* **EXERCISE BRIEF**:
Reprint the listing. Every line must match the original exactly.

(RECORDS SHOWN begins)

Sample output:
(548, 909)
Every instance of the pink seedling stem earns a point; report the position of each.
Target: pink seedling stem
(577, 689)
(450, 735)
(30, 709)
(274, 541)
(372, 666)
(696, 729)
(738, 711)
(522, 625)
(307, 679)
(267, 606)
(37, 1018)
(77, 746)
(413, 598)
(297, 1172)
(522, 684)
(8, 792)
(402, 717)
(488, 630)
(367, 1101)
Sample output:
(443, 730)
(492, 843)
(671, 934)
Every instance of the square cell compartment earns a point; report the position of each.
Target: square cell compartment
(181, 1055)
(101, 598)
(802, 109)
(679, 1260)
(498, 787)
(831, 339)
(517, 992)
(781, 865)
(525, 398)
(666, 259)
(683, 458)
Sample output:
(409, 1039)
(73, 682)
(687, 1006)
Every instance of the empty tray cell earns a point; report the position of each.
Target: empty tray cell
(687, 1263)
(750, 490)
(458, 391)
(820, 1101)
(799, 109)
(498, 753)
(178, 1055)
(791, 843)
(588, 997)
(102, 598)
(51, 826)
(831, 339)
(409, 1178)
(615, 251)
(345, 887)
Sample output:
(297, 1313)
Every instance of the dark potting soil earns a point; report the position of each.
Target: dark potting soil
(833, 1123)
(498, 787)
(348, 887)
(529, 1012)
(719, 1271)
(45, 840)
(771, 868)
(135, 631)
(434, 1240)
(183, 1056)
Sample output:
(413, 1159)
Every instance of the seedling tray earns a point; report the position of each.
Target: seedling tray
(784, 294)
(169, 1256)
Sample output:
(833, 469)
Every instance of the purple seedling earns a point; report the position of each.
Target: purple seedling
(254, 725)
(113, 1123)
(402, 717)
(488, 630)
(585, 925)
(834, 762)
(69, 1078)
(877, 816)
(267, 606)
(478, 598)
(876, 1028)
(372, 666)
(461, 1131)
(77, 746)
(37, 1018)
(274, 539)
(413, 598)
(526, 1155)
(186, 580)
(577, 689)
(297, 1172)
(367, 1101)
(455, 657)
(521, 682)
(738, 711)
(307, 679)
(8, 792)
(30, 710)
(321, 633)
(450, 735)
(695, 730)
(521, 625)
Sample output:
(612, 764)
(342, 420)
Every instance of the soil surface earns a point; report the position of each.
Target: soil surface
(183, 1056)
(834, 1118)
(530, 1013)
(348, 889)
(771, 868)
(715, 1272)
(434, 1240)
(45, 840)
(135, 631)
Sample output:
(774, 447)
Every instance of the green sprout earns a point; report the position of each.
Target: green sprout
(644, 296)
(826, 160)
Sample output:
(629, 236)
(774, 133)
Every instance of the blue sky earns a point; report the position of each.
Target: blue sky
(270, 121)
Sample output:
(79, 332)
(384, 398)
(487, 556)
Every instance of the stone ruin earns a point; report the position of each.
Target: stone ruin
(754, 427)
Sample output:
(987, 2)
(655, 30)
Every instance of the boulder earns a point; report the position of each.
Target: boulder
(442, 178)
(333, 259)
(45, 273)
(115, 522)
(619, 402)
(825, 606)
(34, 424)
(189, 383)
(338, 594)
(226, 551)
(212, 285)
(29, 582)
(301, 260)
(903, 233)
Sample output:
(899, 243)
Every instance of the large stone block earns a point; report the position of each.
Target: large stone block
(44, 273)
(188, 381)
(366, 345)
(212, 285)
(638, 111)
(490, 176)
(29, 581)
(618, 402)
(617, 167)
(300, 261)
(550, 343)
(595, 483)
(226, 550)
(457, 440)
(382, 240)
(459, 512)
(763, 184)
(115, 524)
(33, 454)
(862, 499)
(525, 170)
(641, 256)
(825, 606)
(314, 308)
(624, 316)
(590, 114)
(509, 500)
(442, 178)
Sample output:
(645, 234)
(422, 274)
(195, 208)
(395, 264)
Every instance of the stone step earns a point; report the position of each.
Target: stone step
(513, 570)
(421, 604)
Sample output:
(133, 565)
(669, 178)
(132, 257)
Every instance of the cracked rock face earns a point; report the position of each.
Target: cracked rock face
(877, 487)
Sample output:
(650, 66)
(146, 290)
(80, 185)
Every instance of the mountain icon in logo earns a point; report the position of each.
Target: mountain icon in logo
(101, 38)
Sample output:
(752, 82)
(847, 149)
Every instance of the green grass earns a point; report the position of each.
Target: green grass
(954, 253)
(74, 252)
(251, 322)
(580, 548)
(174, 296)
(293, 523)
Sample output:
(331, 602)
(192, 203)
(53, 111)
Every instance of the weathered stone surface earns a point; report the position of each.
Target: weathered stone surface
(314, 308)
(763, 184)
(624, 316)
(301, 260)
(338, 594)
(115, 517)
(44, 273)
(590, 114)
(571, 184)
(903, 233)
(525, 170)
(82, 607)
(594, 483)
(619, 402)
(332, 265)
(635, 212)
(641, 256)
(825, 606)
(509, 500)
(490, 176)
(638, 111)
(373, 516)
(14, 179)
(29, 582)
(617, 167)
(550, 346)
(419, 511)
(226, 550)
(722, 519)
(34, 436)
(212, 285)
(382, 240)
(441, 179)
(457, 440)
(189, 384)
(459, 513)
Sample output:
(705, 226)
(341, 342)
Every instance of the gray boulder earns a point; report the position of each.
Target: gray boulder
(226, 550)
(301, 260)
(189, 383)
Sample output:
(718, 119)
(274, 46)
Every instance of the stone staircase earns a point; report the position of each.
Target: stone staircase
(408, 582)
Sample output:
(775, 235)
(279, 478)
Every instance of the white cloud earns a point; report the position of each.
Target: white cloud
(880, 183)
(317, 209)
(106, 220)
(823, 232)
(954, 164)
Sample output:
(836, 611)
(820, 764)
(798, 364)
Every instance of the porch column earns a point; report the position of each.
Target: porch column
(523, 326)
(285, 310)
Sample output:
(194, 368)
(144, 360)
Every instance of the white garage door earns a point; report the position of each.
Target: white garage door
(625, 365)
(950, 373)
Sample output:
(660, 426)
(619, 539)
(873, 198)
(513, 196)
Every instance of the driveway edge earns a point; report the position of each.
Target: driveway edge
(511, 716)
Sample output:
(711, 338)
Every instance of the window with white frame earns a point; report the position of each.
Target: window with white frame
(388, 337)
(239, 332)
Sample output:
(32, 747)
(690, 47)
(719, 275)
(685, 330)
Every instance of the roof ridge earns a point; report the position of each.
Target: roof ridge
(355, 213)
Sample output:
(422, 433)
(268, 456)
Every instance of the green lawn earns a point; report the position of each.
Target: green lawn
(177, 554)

(RECORDS SHOWN ends)

* **OUTPUT**:
Sample output:
(548, 909)
Every instance of the pink seedling stem earns a point; report the position of each.
Target: pink seedling stem
(577, 689)
(450, 735)
(30, 709)
(274, 541)
(372, 666)
(696, 729)
(738, 711)
(522, 625)
(307, 679)
(267, 606)
(37, 1018)
(77, 746)
(413, 598)
(297, 1172)
(522, 684)
(8, 792)
(402, 717)
(488, 630)
(367, 1101)
Sample output:
(443, 730)
(492, 843)
(671, 934)
Every instance of the square cell compartment earns a point; report the position of each.
Target: square cell compartment
(181, 1055)
(101, 598)
(802, 109)
(679, 1260)
(498, 787)
(831, 339)
(517, 992)
(781, 865)
(525, 398)
(666, 259)
(683, 458)
Sample output:
(409, 1039)
(73, 682)
(687, 1006)
Every instance of the empty tray cell earns a point; report the position of each.
Target: empty tray cell
(687, 1263)
(750, 490)
(458, 391)
(820, 1101)
(799, 109)
(498, 753)
(178, 1055)
(791, 843)
(588, 997)
(102, 598)
(51, 826)
(831, 339)
(409, 1178)
(615, 251)
(345, 887)
Sample output:
(297, 1313)
Every instance of the dark potting soil earns a point; report the position of each.
Target: dark potting soil
(833, 1123)
(498, 787)
(348, 887)
(529, 1012)
(719, 1271)
(45, 840)
(771, 868)
(135, 631)
(434, 1240)
(183, 1056)
Sample output:
(413, 1159)
Every instance of the seedling tray earns a point; report the position of each.
Target: seedling tray
(784, 294)
(169, 1256)
Sample output:
(833, 469)
Every instance of the purple seedling earns a point; report the position of each.
Target: purple seedling
(254, 725)
(113, 1123)
(402, 717)
(488, 630)
(585, 925)
(834, 762)
(69, 1078)
(877, 816)
(267, 606)
(478, 598)
(876, 1028)
(372, 666)
(461, 1131)
(77, 746)
(37, 1018)
(274, 539)
(413, 598)
(526, 1155)
(186, 580)
(577, 689)
(297, 1172)
(367, 1101)
(455, 657)
(521, 682)
(738, 711)
(307, 679)
(8, 792)
(30, 710)
(321, 633)
(450, 735)
(695, 730)
(521, 625)
Sample output:
(612, 764)
(342, 420)
Every instance of the soil surface earns a point; report the position of each.
Target: soil surface
(183, 1056)
(834, 1118)
(530, 1013)
(348, 889)
(771, 868)
(715, 1272)
(434, 1240)
(45, 840)
(135, 631)
Sample output:
(774, 447)
Every instance of the green sprout earns a point; report the position of each.
Target: green sprout
(644, 296)
(826, 160)
Sample output:
(629, 236)
(774, 133)
Every instance of the blue sky earns a point; report the position of each.
Target: blue sky
(270, 121)
Sample output:
(79, 332)
(384, 398)
(487, 556)
Every instance of the stone ruin earns a point; report the position of each.
Target: stone ruin
(754, 427)
Sample output:
(987, 2)
(655, 30)
Every instance of the boulder earns a point; report the position of each.
Target: boulder
(442, 178)
(333, 259)
(45, 273)
(115, 522)
(619, 402)
(825, 606)
(34, 424)
(189, 383)
(338, 594)
(226, 551)
(212, 285)
(29, 582)
(301, 260)
(903, 233)
Sample output:
(899, 243)
Every instance of the large stone block earns a point; report the position of each.
Target: large stone block
(44, 273)
(188, 381)
(366, 345)
(212, 285)
(638, 111)
(490, 176)
(29, 581)
(618, 402)
(617, 167)
(300, 261)
(550, 343)
(595, 483)
(226, 550)
(457, 440)
(382, 240)
(459, 512)
(763, 184)
(115, 524)
(33, 454)
(862, 499)
(525, 170)
(641, 256)
(825, 606)
(314, 308)
(624, 316)
(590, 114)
(509, 500)
(442, 178)
Sample output:
(645, 234)
(422, 274)
(195, 208)
(395, 264)
Every instance of the stone step earns a point; report the position of each.
Target: stone step
(513, 570)
(421, 604)
Sample output:
(133, 565)
(669, 178)
(132, 257)
Every instance of the cracked rock face earns a point; report the position of each.
Target: cracked rock face
(877, 487)
Sample output:
(650, 66)
(146, 290)
(80, 185)
Every instance of the mountain icon in logo earns a point; report the position of each.
Target: mountain icon in logo
(101, 38)
Sample output:
(752, 82)
(847, 149)
Every instance of the green grass earns a point; report the position of each.
Target: green grass
(954, 253)
(74, 252)
(251, 322)
(580, 548)
(174, 296)
(293, 523)
Sample output:
(331, 602)
(192, 203)
(53, 111)
Every instance of the weathered stone surface earns a point; report the position of each.
Target: weathered stone surface
(314, 308)
(763, 184)
(624, 316)
(301, 260)
(338, 594)
(115, 517)
(44, 273)
(590, 114)
(571, 184)
(903, 233)
(525, 170)
(82, 607)
(594, 483)
(619, 402)
(332, 265)
(635, 212)
(641, 256)
(825, 606)
(509, 500)
(490, 176)
(638, 111)
(373, 516)
(14, 179)
(29, 582)
(617, 167)
(550, 346)
(419, 511)
(226, 550)
(722, 519)
(34, 436)
(212, 285)
(382, 240)
(441, 179)
(457, 440)
(189, 384)
(459, 513)
Sample output:
(705, 226)
(341, 342)
Every instance of the gray boulder earns a point; report the position of each.
Target: gray boulder
(226, 550)
(301, 260)
(189, 383)
Sample output:
(718, 119)
(274, 46)
Every instance of the stone staircase earns a point; report the position of each.
Target: stone staircase
(408, 582)
Sample output:
(775, 235)
(279, 478)
Every instance of the white cloud earns a point; report the position of each.
Target: white cloud
(880, 183)
(317, 209)
(106, 220)
(823, 232)
(954, 164)
Sample output:
(836, 611)
(820, 764)
(798, 364)
Every instance of the porch column earns a point; report the position of each.
Target: porch column
(523, 326)
(285, 310)
Sample output:
(194, 368)
(144, 360)
Every instance of the white garage door earns a point; report the position of each.
Target: white garage door
(625, 365)
(950, 373)
Sample output:
(660, 426)
(619, 539)
(873, 198)
(513, 196)
Every instance of the driveway edge earns a point; report the position of each.
Target: driveway edge
(511, 716)
Sample output:
(711, 338)
Every instance of the window with white frame earns a point; report the position of each.
Target: window with white frame
(388, 337)
(239, 332)
Sample output:
(32, 747)
(690, 47)
(719, 275)
(685, 330)
Every instance of the roof ridge earns a point; report the position of each.
Target: roof ridge
(355, 213)
Sample output:
(422, 433)
(268, 456)
Every instance of the green lawn earns a point; report the position of each.
Target: green lawn
(177, 554)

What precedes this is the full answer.